• _TASK MATERIAL_

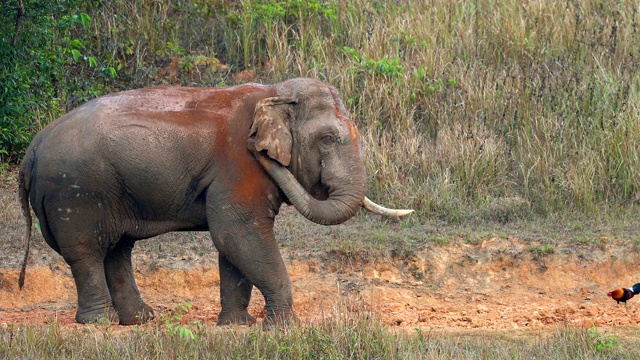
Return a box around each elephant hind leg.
[67,258,119,324]
[218,253,256,326]
[104,238,155,325]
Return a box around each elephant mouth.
[310,183,329,200]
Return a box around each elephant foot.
[118,303,156,325]
[262,311,300,330]
[76,306,120,324]
[217,310,256,326]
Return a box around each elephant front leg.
[209,207,297,328]
[67,258,119,324]
[104,239,155,325]
[218,253,256,326]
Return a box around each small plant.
[587,326,620,352]
[160,301,197,340]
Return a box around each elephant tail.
[18,159,32,289]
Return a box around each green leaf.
[102,67,116,79]
[69,39,84,49]
[71,49,82,62]
[80,13,91,29]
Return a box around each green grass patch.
[0,314,640,359]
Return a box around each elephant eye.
[322,135,335,145]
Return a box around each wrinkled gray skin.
[18,79,365,326]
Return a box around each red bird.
[607,283,640,305]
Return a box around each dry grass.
[13,0,640,221]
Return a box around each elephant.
[18,78,412,327]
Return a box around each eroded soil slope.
[0,174,640,336]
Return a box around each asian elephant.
[18,78,410,326]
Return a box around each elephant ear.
[249,97,296,166]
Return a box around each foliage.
[0,0,115,162]
[0,0,640,223]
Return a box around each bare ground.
[0,172,640,337]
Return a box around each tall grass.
[10,0,640,221]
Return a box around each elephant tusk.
[362,196,414,217]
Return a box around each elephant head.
[248,79,413,225]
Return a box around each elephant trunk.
[256,153,413,225]
[256,153,365,225]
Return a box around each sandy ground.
[0,171,640,337]
[0,233,640,335]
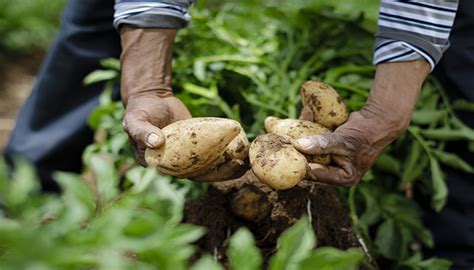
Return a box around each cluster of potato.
[145,81,349,189]
[249,81,349,189]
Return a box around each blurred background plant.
[0,0,474,269]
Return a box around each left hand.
[295,60,430,186]
[295,109,404,186]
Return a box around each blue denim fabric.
[425,0,474,270]
[5,0,121,190]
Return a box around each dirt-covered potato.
[145,117,242,176]
[249,133,308,190]
[225,128,250,160]
[265,116,331,165]
[301,81,349,129]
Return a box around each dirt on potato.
[184,181,359,264]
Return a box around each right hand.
[123,92,191,166]
[123,92,248,182]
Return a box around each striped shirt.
[114,0,460,69]
[374,0,459,70]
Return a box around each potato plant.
[0,0,474,270]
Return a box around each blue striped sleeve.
[114,0,194,29]
[374,0,459,70]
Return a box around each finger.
[299,107,314,122]
[191,159,249,182]
[307,159,359,187]
[128,136,148,167]
[123,116,165,148]
[294,133,352,155]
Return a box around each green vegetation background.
[0,0,474,270]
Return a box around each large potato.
[301,81,349,129]
[265,116,331,165]
[249,133,308,190]
[145,117,242,176]
[225,128,250,160]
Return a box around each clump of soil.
[185,175,359,263]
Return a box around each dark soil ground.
[185,174,360,263]
[0,52,43,152]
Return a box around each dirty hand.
[120,27,246,181]
[295,60,429,186]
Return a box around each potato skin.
[225,128,250,160]
[249,133,308,190]
[145,117,242,176]
[265,116,331,165]
[301,81,349,130]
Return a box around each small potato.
[145,117,242,176]
[249,133,308,190]
[225,128,250,160]
[301,81,349,130]
[265,116,331,165]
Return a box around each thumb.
[299,106,314,122]
[293,133,348,155]
[123,117,165,148]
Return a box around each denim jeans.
[5,0,121,190]
[5,0,474,270]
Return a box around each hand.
[295,107,404,186]
[123,92,191,166]
[120,27,247,181]
[295,60,429,186]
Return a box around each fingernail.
[296,138,312,148]
[146,133,160,146]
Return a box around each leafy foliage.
[0,0,474,270]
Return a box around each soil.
[185,174,359,264]
[0,52,44,152]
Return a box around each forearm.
[362,60,430,131]
[120,27,176,104]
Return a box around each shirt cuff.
[373,38,442,71]
[114,1,192,29]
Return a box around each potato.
[265,116,331,165]
[249,133,308,190]
[301,81,349,130]
[225,128,250,160]
[145,117,242,176]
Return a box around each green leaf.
[375,153,401,175]
[421,127,474,141]
[269,216,316,270]
[452,99,474,112]
[88,154,119,205]
[431,150,474,173]
[53,172,96,214]
[183,83,218,99]
[430,158,448,212]
[3,159,40,207]
[374,219,403,260]
[84,70,119,85]
[412,110,447,125]
[100,58,120,71]
[300,247,364,270]
[191,255,224,270]
[402,140,427,185]
[227,228,263,270]
[418,258,451,270]
[194,60,206,81]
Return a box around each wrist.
[120,27,177,104]
[361,60,430,134]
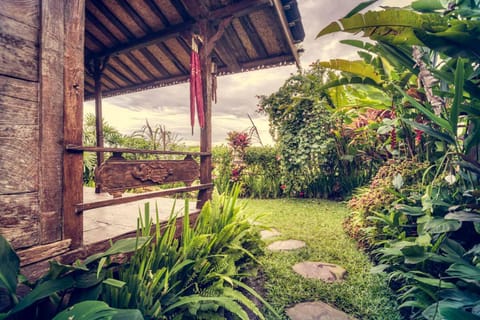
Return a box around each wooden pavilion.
[0,0,304,277]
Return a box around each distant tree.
[131,119,183,151]
[83,113,123,147]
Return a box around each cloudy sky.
[84,0,410,145]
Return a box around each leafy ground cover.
[240,199,400,320]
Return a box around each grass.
[240,199,401,320]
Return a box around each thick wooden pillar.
[93,59,104,193]
[63,0,85,248]
[197,20,212,209]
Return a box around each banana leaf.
[317,9,448,45]
[344,0,378,18]
[320,59,383,84]
[0,235,20,295]
[53,301,143,320]
[403,119,455,144]
[439,307,480,320]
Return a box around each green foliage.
[101,186,274,319]
[245,199,400,320]
[0,232,145,319]
[213,146,282,198]
[53,301,144,320]
[259,65,383,198]
[318,0,480,319]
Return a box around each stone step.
[292,261,347,283]
[286,301,356,320]
[267,240,306,251]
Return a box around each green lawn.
[240,199,400,320]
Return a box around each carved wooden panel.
[95,154,200,197]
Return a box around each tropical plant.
[0,236,146,319]
[102,186,276,319]
[319,0,480,319]
[259,64,383,198]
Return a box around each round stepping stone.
[267,240,305,251]
[260,229,281,240]
[287,301,355,320]
[293,261,347,283]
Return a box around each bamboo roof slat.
[85,0,304,100]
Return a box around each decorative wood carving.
[95,153,200,197]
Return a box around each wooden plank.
[39,211,62,244]
[273,0,301,68]
[197,20,215,209]
[75,183,213,212]
[239,16,268,58]
[66,144,212,156]
[91,21,193,58]
[95,154,199,198]
[0,125,39,194]
[93,59,107,175]
[63,0,85,248]
[0,192,40,249]
[39,0,64,243]
[0,0,40,28]
[208,0,271,20]
[0,95,38,125]
[17,239,72,267]
[0,16,38,81]
[0,75,38,102]
[21,211,200,281]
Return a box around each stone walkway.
[260,229,355,320]
[83,187,195,244]
[286,301,355,320]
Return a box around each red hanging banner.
[190,35,205,135]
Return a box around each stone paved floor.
[83,187,195,244]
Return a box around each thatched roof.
[85,0,305,99]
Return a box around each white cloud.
[84,0,416,144]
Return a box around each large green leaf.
[400,245,428,264]
[0,235,20,294]
[446,263,480,282]
[53,301,143,320]
[425,218,462,234]
[445,211,480,222]
[438,307,480,320]
[413,276,457,289]
[403,119,455,144]
[411,0,444,12]
[344,0,378,18]
[11,276,75,314]
[393,85,456,135]
[450,59,465,132]
[317,9,447,45]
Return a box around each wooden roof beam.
[207,0,273,20]
[183,0,273,21]
[90,21,194,58]
[273,0,300,68]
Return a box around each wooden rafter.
[273,0,300,68]
[90,21,193,61]
[145,0,171,27]
[157,43,190,74]
[92,1,135,40]
[118,1,152,34]
[239,16,268,58]
[126,52,155,79]
[111,57,142,83]
[139,48,170,76]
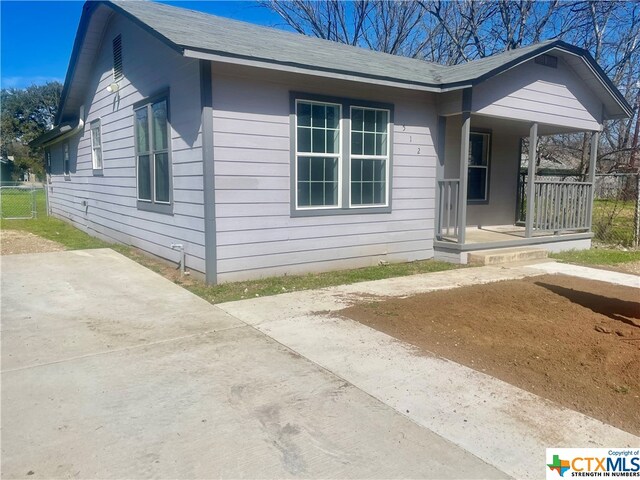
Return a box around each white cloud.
[0,76,63,88]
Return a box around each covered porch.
[434,111,599,263]
[434,43,632,263]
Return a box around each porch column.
[458,111,471,245]
[524,123,538,238]
[587,131,600,231]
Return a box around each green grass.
[0,192,460,303]
[0,187,37,218]
[0,190,112,250]
[549,248,640,265]
[176,260,460,303]
[592,200,636,247]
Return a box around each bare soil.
[0,229,65,255]
[340,275,640,435]
[597,262,640,275]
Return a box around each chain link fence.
[592,173,640,247]
[0,182,46,220]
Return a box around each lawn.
[0,190,640,303]
[593,200,636,247]
[550,248,640,265]
[0,186,39,218]
[0,191,460,303]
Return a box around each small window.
[296,100,341,208]
[134,97,171,205]
[350,107,389,206]
[467,132,491,201]
[535,55,558,68]
[113,35,124,82]
[91,120,102,170]
[62,142,71,176]
[44,147,51,173]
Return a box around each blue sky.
[0,0,283,88]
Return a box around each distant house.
[35,1,631,282]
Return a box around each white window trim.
[294,98,344,211]
[89,118,104,170]
[134,95,173,205]
[349,105,391,209]
[467,131,491,203]
[62,142,71,177]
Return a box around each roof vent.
[536,55,558,68]
[113,35,124,82]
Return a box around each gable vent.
[113,35,124,82]
[536,55,558,68]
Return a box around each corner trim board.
[200,60,218,285]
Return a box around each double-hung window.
[91,119,102,173]
[291,93,393,215]
[467,132,491,202]
[296,100,342,208]
[351,107,389,207]
[134,96,171,208]
[62,142,71,177]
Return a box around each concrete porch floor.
[442,225,581,244]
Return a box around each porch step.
[467,247,549,265]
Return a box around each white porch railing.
[436,179,460,241]
[533,181,593,233]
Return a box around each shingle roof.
[111,0,446,85]
[48,0,632,129]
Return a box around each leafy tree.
[0,82,62,179]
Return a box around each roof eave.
[182,46,441,92]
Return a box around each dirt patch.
[597,262,640,275]
[339,275,640,435]
[0,229,65,255]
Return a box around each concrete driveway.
[1,250,504,478]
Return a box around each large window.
[467,132,491,202]
[351,107,389,206]
[91,119,102,171]
[296,101,341,207]
[135,97,171,205]
[292,94,392,214]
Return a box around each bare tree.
[261,0,640,172]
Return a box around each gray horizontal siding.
[51,16,205,272]
[213,68,436,281]
[472,58,602,130]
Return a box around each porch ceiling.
[471,113,596,137]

• _YOUR OBJECTIVE_
Update the data from the line that contains "Return a box around each blue sky." through the line that contains "[1,250,504,478]" by replacing "double-hung window" with "sash window" and leaving everything else unchanged.

• _RESULT FOR THIS EXERCISE_
Return a box around each blue sky.
[0,0,283,88]
Return a box around each distant house.
[35,1,631,282]
Return a box around each white window trim.
[294,98,344,211]
[89,118,104,170]
[134,95,173,205]
[349,105,391,209]
[467,131,491,203]
[62,142,71,177]
Return a box around each roof vent.
[536,55,558,68]
[113,35,124,82]
Return a box around each gable vent.
[113,35,124,82]
[536,55,558,68]
Return a box around each corner trim board.
[200,60,218,285]
Return a box around each sash window.
[91,119,102,173]
[291,93,393,215]
[467,132,491,202]
[296,100,342,208]
[351,107,389,207]
[134,96,171,208]
[62,142,71,177]
Return a box around each concrete porch floor.
[442,225,581,244]
Return a box around each porch step.
[467,247,549,265]
Return a box around each white porch railing.
[436,179,460,241]
[533,181,593,233]
Return a box around each shingle roof.
[111,0,446,85]
[48,0,632,129]
Return a box around each leafy tree.
[0,82,62,179]
Return a box around each roof eave.
[182,46,441,92]
Return a box around each dirt patch.
[597,262,640,275]
[339,275,640,435]
[0,229,65,255]
Return a box around each concrete driveway.
[1,250,504,478]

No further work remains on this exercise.